+++ ARTICLE +++

Assuming that Shareholders approve this resolution, it is
proposed that the De-listing will take place on 5 May 2011.
5. Tender Offer
The Board recognises that not all Shareholders will be able or
willing to continue to own Shares in the Company following the
De-listing. Although it is under no formal obligation to do so, the
Board is therefore arranging for Seymour Pierce to provide the
Tender Offer Shareholders with the opportunity to sell Tender Offer
Shares at the Tender Offer Record Date.
The Board considers that the Tender Offer:
-- provides an opportunity for Tender Offer Shareholders to
tender their Ordinary Shares prior to the De-listing;
-- allows Tender Offer Shareholders the opportunity to dispose
of Ordinary Shares efficiently, free of dealing costs and
stamp duty (which will be borne by the Company); and
-- provides a return of cash now.
The Tender Offer is to be effected by Seymour Pierce purchasing
Tender Offer Shares as principal and then selling such Tender Offer
Shares on the London Stock Exchange to the Company for cancellation
pursuant to the Repurchase Agreement. The maximum aggregate number
of Ordinary Shares which may be purchased in the Tender Offer is
7,959,155, representing 34.1 per cent. of the issued share capital
of the Company. The price to be paid for each Ordinary Share
subject to the Tender Offer is 380 pence, being a premium of:
-- 54.2 per cent. to the closing mid-market price of 246.5
pence per Ordinary Share on 29 March 2011, being the last
Business Day before the announcement of the Proposals;
-- 42.0 per cent. to the average closing mid-market price
of 267.6 pence per Ordinary Share over the three month
period ended 29 March 2011 being the last Business Day
before the announcement of the Proposals; and
-- 49.7 per cent. to the average closing mid-market price
of 253.9 pence per Ordinary Share over the six month period
ended 29 March 2011 being the last Business Day before
the announcement of the Proposals.
The Company and Seymour Pierce have received irrevocable
undertakings from the Directors and certain other Shareholders who
currently hold, in aggregate, 15,384,615 Ordinary Shares at the
date of this document, representing 65.9 per cent. of the current
issued ordinary share capital of the Company, that they will not
accept the Tender Offer or will procure that the Tender Offer is
not accepted in respect of their holding of Ordinary Shares as
follows:
Percentage
of issued
Name Current Shareholding share capital
Yang Shanji 12,923,076 55.36
Qian Shangao 615,385 2.64
Zhou Yuezhang 615,385 2.64
Zhou Ping 307,692 1.32
Zhou Weigang 307,692 1.32
Zhu Shiping 615,385 2.64
Accordingly, the maximum number of Ordinary Shares which may be
purchased in the Tender Offer is 7,959,155 Ordinary Shares,
representing 34.1 per cent. of the issued share capital of the
Company.

+++

■ PROBLEM SET
1. In the tender offer passage, what price will be paid for each Ordinary Share?
2. Rewrite the tender offer passage from "5. Tender Offer" to "of cash now.", replacing "dealing costs" with "trading fees".

+++ ENTRIES +++

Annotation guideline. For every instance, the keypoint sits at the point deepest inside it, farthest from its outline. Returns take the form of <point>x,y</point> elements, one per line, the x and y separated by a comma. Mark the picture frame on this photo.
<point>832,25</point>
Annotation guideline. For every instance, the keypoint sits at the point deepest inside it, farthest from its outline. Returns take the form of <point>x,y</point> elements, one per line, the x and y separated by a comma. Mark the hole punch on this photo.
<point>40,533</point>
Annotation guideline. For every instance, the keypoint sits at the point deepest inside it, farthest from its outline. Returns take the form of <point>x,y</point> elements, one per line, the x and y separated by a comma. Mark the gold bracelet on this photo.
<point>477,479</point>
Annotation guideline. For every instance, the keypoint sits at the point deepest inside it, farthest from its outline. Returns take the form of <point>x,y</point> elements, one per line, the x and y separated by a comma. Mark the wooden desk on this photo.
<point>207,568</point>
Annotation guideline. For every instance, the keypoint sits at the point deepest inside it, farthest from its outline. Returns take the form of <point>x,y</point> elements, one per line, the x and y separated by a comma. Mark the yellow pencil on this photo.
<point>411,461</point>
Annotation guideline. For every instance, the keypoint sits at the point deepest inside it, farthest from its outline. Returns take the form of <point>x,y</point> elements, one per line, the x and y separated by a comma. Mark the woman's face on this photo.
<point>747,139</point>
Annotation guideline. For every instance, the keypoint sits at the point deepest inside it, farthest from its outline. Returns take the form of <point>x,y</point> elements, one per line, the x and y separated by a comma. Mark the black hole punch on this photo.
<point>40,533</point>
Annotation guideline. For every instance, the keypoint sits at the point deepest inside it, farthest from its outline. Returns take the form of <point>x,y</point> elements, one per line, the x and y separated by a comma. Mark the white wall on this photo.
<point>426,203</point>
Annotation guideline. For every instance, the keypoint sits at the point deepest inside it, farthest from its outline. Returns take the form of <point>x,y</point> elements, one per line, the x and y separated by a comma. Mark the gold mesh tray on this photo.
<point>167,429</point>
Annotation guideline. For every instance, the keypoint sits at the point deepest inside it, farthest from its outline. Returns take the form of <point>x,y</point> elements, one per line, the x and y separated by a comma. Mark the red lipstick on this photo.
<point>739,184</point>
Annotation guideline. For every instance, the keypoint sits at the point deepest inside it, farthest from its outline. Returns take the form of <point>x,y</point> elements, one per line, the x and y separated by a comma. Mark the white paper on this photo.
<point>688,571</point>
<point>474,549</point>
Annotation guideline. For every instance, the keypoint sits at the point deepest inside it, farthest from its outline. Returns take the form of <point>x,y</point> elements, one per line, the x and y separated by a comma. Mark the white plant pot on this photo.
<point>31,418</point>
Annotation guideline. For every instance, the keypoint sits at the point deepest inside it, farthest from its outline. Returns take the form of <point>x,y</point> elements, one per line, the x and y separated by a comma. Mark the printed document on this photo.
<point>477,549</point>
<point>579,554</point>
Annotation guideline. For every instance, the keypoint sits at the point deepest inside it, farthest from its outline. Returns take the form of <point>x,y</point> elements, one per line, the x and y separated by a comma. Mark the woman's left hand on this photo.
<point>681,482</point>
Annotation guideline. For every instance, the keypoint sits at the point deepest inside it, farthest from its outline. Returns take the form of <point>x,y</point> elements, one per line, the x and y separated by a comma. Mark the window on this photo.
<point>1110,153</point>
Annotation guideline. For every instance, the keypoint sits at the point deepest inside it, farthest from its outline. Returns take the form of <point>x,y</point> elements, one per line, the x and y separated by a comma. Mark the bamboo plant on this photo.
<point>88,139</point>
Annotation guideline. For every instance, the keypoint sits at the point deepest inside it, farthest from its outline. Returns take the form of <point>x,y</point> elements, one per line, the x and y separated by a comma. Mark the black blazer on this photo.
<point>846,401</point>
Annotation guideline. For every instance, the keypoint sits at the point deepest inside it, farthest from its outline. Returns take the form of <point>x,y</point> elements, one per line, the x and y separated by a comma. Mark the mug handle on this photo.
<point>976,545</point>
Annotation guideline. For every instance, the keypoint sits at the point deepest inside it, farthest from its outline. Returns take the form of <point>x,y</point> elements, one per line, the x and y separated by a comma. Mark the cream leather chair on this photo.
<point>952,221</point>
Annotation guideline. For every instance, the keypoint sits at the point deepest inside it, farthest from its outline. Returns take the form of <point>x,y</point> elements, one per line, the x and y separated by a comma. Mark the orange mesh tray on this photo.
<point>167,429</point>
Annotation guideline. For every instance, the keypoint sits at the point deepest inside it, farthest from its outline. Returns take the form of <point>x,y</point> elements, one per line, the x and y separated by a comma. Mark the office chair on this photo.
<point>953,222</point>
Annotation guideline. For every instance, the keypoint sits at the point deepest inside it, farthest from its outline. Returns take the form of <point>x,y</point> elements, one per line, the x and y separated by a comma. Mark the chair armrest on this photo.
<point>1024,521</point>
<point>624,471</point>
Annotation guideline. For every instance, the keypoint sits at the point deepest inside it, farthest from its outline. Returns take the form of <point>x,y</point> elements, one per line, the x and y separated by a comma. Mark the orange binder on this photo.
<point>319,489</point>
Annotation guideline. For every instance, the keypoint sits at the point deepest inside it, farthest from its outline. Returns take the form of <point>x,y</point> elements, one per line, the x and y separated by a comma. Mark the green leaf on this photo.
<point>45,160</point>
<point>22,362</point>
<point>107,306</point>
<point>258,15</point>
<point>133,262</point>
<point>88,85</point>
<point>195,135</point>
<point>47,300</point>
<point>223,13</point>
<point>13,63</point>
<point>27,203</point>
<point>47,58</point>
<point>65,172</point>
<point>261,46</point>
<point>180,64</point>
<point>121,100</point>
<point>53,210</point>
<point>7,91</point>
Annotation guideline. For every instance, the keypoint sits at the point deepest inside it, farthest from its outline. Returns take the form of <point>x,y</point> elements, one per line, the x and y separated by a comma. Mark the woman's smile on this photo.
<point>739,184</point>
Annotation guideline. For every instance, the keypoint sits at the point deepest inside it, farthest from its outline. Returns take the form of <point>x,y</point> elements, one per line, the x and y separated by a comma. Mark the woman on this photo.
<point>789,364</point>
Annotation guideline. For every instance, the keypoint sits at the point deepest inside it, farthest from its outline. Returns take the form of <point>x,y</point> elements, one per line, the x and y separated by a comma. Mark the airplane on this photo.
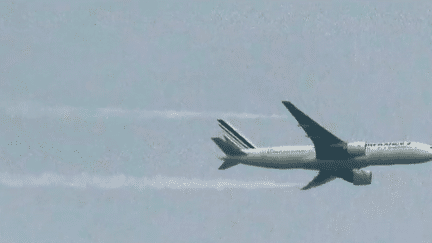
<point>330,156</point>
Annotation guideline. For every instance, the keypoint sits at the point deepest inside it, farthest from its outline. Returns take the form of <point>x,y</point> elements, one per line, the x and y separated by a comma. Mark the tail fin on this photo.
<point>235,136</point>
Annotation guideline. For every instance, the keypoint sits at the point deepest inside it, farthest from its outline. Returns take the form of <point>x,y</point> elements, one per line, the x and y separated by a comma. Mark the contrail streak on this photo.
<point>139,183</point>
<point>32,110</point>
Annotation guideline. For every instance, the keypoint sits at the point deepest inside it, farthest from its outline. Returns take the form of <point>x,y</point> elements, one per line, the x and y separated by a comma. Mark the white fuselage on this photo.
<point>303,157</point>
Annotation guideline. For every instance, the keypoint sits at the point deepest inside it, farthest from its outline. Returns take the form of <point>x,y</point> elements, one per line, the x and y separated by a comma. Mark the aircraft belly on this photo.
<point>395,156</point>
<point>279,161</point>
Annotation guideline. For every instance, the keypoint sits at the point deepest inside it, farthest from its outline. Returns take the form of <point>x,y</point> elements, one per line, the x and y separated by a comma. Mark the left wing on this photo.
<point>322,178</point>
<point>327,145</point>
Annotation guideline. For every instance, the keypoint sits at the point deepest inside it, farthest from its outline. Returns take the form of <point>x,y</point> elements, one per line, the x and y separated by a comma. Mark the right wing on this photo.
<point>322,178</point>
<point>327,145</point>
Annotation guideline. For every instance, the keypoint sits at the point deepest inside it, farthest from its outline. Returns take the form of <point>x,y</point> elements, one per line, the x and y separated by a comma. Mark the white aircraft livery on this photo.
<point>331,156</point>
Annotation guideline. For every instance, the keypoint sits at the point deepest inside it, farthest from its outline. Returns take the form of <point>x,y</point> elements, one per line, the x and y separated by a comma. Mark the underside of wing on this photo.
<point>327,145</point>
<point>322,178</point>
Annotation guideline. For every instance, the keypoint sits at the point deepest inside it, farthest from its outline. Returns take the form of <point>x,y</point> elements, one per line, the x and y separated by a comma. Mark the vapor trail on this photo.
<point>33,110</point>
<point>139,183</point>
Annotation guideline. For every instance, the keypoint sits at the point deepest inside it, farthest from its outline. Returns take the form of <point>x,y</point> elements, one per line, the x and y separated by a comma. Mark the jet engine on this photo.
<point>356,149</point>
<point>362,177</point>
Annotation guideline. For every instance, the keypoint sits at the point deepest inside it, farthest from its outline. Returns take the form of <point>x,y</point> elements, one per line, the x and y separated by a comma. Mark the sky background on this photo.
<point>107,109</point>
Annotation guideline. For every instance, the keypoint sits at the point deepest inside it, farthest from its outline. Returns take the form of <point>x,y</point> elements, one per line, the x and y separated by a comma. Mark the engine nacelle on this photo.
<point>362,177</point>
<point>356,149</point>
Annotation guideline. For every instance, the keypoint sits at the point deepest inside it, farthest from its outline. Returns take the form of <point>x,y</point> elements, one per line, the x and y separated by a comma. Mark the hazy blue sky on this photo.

+++

■ CORRECT ANSWERS
1. 380 pence

2.
5. Tender Offer
The Board recognises that not all Shareholders will be able or
willing to continue to own Shares in the Company following the
De-listing. Although it is under no formal obligation to do so, the
Board is therefore arranging for Seymour Pierce to provide the
Tender Offer Shareholders with the opportunity to sell Tender Offer
Shares at the Tender Offer Record Date.
The Board considers that the Tender Offer:
-- provides an opportunity for Tender Offer Shareholders to
tender their Ordinary Shares prior to the De-listing;
-- allows Tender Offer Shareholders the opportunity to dispose
of Ordinary Shares efficiently, free of trading fees and
stamp duty (which will be borne by the Company); and
-- provides a return of cash now.